▶ _WORK ORDER_
Report, from the records below, every line where the word "guardrail" appears.

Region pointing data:

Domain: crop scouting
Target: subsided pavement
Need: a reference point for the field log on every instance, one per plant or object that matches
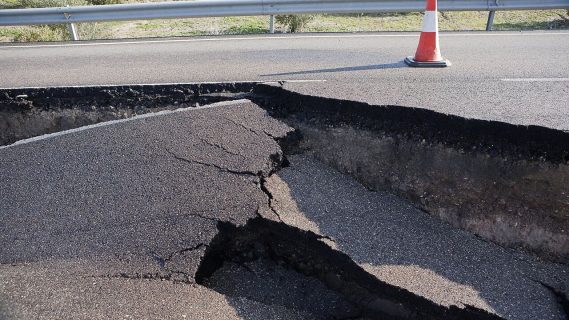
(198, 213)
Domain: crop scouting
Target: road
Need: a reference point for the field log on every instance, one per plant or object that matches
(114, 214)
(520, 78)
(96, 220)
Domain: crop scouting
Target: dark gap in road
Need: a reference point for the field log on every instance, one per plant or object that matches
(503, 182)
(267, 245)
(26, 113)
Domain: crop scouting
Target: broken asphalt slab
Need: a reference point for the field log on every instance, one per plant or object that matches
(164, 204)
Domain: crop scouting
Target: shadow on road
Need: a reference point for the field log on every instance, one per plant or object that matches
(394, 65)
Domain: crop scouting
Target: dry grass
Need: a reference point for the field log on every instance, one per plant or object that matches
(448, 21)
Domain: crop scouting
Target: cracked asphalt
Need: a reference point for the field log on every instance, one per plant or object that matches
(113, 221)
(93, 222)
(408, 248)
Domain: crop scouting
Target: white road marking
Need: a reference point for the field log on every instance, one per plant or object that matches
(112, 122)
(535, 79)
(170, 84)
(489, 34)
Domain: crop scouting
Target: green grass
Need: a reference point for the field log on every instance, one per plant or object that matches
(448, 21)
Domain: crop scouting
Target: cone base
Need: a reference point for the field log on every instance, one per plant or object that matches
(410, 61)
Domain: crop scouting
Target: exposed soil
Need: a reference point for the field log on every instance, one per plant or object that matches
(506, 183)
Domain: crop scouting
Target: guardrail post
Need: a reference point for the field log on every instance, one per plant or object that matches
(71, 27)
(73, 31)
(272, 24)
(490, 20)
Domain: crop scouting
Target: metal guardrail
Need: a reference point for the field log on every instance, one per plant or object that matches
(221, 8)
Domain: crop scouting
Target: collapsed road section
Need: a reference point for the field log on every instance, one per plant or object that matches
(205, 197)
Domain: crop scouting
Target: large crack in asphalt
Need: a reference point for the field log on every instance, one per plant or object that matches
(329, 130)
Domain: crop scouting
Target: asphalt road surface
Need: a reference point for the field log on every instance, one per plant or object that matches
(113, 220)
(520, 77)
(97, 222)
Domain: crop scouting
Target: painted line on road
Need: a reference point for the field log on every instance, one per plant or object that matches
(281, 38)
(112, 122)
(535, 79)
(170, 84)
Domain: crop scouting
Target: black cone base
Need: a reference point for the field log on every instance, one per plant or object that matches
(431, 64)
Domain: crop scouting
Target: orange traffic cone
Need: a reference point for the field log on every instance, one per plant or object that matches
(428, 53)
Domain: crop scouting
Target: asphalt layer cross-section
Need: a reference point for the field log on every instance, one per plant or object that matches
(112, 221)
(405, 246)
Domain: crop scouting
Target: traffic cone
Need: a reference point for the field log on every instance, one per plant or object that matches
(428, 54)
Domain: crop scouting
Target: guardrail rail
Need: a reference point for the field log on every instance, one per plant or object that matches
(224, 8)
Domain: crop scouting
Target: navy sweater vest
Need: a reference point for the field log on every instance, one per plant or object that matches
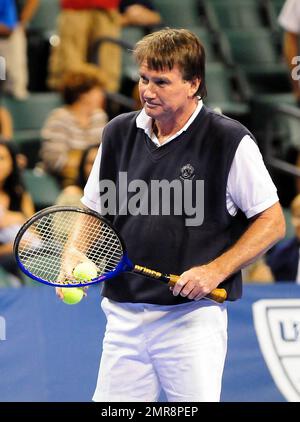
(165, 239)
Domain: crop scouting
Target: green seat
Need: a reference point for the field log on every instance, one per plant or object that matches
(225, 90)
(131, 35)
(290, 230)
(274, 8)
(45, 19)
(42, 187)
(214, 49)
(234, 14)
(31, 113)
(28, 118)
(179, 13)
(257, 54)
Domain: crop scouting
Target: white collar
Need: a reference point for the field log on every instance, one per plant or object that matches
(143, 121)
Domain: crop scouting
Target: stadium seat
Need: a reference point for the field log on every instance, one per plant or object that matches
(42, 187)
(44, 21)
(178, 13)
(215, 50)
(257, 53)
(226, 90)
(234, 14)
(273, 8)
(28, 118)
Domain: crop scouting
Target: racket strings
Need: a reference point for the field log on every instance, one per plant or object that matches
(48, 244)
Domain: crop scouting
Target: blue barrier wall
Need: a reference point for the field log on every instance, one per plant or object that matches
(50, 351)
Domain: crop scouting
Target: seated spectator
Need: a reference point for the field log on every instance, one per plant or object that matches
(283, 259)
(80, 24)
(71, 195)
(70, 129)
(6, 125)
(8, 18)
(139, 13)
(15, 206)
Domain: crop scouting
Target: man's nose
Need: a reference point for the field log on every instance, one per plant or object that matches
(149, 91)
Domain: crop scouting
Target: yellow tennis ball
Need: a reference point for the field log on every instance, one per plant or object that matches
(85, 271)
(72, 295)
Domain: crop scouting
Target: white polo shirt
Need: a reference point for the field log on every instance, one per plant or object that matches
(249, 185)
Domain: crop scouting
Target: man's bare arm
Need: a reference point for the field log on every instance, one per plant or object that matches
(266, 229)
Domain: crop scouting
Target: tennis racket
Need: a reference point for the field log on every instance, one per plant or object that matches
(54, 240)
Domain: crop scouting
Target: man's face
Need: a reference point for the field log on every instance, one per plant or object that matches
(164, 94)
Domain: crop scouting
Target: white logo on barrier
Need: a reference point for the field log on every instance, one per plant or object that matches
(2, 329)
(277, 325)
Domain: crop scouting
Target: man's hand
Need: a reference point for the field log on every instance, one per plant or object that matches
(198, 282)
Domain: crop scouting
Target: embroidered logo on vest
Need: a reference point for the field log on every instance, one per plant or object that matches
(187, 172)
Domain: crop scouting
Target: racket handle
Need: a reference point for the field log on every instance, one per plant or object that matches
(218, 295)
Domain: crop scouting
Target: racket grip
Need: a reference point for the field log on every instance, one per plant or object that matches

▶ _ANSWER TO THIS EXERCISE_
Target: guardrail post
Target: metal guardrail
Target: guardrail rail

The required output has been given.